Reproduce every line of the records below word for word, with nothing changed or left out.

Labeled shape records:
----
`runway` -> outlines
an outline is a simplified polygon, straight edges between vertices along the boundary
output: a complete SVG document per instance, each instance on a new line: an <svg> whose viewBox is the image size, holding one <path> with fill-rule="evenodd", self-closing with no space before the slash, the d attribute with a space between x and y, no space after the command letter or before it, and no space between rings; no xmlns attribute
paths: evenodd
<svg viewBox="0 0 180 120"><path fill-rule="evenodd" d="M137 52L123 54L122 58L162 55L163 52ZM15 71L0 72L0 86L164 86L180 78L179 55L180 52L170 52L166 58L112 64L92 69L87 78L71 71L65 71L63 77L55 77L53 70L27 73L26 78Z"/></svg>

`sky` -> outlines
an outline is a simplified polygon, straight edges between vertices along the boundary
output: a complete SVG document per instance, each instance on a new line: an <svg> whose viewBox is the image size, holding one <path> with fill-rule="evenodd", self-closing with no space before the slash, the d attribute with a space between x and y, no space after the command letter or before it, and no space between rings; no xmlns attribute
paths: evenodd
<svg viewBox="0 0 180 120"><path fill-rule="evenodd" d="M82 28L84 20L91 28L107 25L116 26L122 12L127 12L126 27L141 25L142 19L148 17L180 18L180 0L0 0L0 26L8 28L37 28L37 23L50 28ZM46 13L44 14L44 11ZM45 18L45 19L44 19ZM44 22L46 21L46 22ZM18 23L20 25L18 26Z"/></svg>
----
WRITTEN ANSWER:
`runway` -> outlines
an outline is a simplified polygon, straight edges between vertices along the boundary
output: a complete SVG document per instance, each instance on a new line: an <svg> whose viewBox is the image size, holding one <path> with fill-rule="evenodd", self-closing with no space before the slash, the d attribute with a space between x and y, no space after the command letter or before it, and no space between rings; no xmlns attribute
paths: evenodd
<svg viewBox="0 0 180 120"><path fill-rule="evenodd" d="M137 52L123 54L122 58L162 55L163 52ZM15 71L0 72L0 86L164 86L180 78L179 55L180 52L170 52L166 58L112 64L92 69L87 78L71 71L65 71L63 77L55 77L53 70L27 73L26 78Z"/></svg>

`sky` -> outlines
an outline is a simplified polygon, straight edges between vertices along the boundary
output: a complete SVG document per instance, each instance on a new line: an <svg> whose viewBox is the image size, holding one <path> with fill-rule="evenodd", self-closing with no space before the slash, the d attribute with a space between x and y, no space after the command letter or before it, and no space between rings; no xmlns attribute
paths: evenodd
<svg viewBox="0 0 180 120"><path fill-rule="evenodd" d="M82 28L84 20L91 28L107 25L116 26L122 12L127 12L126 27L141 25L142 19L148 17L180 18L180 0L0 0L0 26L8 28L37 28L37 23L50 28ZM46 13L44 14L44 11ZM45 18L45 19L44 19ZM44 22L46 21L46 22ZM18 23L20 25L18 26Z"/></svg>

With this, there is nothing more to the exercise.